§ **Page text**
To lessen the time required for nutrient removal, Alana created an environment for simultaneous nitrification-denitrification — a condition in which DO in the aeration basin is maintained at just the right level so that the outer edges of bacterial floc remain aerobic, while the interior of the floc is kept anoxic. Nitrification occurs on the outside of the floc, and nitrate is then utilized (denitrified) within the floc. “Plants normally buy their nitrates,” Alana says. “AWT plants usually use a carbon source, which is very expensive, to achieve what this plant is doing just by creating the right environment.”

Making that process work meant overcoming low alkalinity that was limiting nitrification. “While the process is converting the ammonia, it’s also denitrifying while the air is on in the system,” Alana says. “Increased alkalinity will allow it to do that. The influent alkalinity was in the range of 200 to 250 mg/L, but going out the back in the effluent, it was 40 mg/L. So we spiked it with sodium hydroxide. We tripled the alkalinity at the beginning of the process so that the effluent alkalinity was 140 mg/L.

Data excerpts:
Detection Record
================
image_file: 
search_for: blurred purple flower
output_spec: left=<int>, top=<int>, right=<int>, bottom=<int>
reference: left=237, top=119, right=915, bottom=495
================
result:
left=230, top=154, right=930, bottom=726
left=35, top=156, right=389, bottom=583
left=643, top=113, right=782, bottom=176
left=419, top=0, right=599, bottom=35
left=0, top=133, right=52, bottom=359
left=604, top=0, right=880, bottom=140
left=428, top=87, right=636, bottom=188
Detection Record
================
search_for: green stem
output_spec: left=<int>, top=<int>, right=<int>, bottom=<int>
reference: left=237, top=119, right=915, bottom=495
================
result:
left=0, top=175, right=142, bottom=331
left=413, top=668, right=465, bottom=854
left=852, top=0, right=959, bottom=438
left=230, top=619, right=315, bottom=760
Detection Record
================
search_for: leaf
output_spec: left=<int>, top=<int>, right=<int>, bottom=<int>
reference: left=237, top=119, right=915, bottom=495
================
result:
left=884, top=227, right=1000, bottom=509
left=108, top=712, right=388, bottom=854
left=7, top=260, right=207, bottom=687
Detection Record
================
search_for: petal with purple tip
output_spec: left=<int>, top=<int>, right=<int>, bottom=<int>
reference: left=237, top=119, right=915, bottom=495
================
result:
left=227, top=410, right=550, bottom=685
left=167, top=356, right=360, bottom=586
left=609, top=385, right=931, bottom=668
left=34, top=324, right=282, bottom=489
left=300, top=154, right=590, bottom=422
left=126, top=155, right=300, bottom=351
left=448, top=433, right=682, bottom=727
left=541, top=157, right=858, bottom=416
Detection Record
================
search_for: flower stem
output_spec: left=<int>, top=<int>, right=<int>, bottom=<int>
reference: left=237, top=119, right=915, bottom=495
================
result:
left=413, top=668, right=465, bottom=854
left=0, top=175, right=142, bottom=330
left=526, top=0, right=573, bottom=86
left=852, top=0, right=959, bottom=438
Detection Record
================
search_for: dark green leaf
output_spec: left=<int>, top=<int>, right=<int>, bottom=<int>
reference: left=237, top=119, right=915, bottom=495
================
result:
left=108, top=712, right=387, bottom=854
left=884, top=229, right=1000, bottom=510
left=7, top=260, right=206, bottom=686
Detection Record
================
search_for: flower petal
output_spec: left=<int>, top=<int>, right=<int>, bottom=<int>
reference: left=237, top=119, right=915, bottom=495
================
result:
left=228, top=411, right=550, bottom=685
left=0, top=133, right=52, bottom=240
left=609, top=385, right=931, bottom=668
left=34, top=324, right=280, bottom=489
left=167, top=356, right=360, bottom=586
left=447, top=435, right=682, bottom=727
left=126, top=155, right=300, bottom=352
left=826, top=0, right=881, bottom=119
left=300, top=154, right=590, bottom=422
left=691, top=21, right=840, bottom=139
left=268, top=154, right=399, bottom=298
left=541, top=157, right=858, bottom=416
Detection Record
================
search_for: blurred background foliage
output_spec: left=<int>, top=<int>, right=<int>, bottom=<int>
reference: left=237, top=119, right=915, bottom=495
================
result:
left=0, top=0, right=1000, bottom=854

§ **Set of tasks**
a) Answer these from the nutrient removal passage:
(i) On which part of the bacterial floc does nitrification occur?
(ii) What was the range of the influent alkalinity?
(iii) What was added to the process to raise the alkalinity?
b) Reproduce word for word the stretch of the nutrient removal passage from "Making that process" through "was 140 mg/L.".

§ **Exercise answers**
a)
(i) The outside of the floc.
(ii) 200 to 250 mg/L.
(iii) Sodium hydroxide.

b)
Making that process work meant overcoming low alkalinity that was limiting nitrification. “While the process is converting the ammonia, it’s also denitrifying while the air is on in the system,” Alana says. “Increased alkalinity will allow it to do that. The influent alkalinity was in the range of 200 to 250 mg/L, but going out the back in the effluent, it was 40 mg/L. So we spiked it with sodium hydroxide. We tripled the alkalinity at the beginning of the process so that the effluent alkalinity was 140 mg/L.